Filter the lines below, keeping every line that contains the string "tree". Matching is case-sensitive.

---------- TASK MATERIAL

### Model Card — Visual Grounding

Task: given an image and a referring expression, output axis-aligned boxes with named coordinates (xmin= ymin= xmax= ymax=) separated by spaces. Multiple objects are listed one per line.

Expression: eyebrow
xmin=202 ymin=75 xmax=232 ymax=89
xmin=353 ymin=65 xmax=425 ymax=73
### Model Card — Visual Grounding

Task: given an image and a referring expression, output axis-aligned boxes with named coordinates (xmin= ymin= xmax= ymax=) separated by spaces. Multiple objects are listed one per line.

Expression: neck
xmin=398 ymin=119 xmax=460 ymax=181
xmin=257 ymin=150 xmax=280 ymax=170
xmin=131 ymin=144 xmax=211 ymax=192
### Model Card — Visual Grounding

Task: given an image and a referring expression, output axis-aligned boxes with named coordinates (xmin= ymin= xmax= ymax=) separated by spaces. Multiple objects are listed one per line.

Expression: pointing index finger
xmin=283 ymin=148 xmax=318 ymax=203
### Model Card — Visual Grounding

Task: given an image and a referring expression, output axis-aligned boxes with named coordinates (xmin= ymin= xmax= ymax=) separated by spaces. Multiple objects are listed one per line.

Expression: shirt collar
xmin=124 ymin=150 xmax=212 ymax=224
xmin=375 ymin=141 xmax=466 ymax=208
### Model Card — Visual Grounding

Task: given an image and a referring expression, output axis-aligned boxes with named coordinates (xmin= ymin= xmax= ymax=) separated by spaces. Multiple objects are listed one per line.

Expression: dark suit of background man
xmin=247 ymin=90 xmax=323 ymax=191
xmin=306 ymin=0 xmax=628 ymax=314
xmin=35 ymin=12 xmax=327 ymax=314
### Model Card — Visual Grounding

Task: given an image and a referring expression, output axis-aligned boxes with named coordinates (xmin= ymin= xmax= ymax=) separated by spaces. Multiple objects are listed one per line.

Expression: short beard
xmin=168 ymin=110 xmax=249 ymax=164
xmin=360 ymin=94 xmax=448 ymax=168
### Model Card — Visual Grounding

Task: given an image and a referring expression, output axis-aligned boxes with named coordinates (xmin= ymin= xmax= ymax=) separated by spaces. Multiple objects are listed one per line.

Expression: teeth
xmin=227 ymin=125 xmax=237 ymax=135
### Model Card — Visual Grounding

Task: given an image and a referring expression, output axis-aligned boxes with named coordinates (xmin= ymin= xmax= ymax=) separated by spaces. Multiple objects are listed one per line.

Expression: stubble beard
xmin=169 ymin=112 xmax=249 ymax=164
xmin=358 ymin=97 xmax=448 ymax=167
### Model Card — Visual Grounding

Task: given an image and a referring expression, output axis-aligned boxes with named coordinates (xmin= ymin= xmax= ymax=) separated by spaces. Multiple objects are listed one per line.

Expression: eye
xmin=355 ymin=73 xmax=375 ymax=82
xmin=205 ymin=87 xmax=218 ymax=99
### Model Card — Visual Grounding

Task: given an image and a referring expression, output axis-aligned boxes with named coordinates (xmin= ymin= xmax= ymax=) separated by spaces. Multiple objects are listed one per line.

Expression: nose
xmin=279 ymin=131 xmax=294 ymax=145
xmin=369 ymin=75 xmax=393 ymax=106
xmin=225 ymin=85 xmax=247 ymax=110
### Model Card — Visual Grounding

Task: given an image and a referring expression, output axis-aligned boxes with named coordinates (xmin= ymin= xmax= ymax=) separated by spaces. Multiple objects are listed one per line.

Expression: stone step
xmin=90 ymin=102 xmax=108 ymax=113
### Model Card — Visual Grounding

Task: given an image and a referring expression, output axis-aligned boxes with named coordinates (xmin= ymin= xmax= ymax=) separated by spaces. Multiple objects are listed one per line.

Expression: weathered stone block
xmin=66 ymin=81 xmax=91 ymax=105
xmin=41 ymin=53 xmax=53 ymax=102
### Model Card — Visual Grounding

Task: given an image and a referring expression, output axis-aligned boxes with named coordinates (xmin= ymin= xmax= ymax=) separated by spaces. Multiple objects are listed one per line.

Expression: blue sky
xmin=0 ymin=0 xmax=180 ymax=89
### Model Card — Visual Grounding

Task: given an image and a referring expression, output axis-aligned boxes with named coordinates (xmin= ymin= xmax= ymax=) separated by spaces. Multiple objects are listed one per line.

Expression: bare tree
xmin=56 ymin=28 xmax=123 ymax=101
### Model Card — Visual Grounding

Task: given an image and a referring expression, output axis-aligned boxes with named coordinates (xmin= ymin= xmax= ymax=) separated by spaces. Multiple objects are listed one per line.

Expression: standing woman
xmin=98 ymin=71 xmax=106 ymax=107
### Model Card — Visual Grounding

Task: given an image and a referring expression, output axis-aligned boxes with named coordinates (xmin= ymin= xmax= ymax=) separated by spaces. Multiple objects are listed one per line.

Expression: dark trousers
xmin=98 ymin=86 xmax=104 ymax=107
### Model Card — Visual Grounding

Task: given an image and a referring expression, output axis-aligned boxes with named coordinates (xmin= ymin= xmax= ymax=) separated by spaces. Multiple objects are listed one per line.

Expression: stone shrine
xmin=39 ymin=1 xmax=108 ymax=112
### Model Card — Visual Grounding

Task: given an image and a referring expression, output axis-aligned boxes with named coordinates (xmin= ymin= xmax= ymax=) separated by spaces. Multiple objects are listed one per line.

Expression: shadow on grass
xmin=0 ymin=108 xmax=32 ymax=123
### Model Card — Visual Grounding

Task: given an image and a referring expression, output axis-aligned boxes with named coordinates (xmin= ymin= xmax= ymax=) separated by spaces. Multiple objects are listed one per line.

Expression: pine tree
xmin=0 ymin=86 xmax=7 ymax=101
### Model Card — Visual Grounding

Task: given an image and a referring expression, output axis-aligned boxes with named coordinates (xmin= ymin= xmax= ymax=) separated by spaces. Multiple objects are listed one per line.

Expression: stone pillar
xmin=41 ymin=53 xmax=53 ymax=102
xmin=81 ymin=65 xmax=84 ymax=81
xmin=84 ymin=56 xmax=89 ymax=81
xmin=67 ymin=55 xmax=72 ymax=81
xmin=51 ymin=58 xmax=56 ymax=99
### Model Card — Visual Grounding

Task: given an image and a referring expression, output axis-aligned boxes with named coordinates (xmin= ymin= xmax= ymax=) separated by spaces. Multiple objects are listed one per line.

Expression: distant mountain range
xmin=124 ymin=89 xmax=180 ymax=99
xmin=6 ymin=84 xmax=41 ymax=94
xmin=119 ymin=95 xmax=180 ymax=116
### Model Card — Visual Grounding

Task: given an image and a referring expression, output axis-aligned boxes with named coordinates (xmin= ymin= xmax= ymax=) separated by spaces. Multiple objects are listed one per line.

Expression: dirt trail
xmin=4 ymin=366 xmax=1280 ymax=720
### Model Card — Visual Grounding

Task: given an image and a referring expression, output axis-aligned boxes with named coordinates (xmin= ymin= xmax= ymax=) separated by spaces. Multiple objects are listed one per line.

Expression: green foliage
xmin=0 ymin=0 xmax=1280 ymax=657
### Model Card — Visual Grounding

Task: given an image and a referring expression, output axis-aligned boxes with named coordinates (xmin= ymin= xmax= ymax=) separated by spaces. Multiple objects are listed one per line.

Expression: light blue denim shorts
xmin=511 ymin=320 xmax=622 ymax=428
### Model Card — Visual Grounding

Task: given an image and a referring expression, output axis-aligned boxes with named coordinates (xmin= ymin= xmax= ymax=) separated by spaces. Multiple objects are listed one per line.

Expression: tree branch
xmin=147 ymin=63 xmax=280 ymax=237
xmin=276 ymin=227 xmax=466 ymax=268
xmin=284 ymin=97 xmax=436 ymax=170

--------------------

• TASK ANSWER:
Expression: bare tree
Expression: pine tree
Expression: tree branch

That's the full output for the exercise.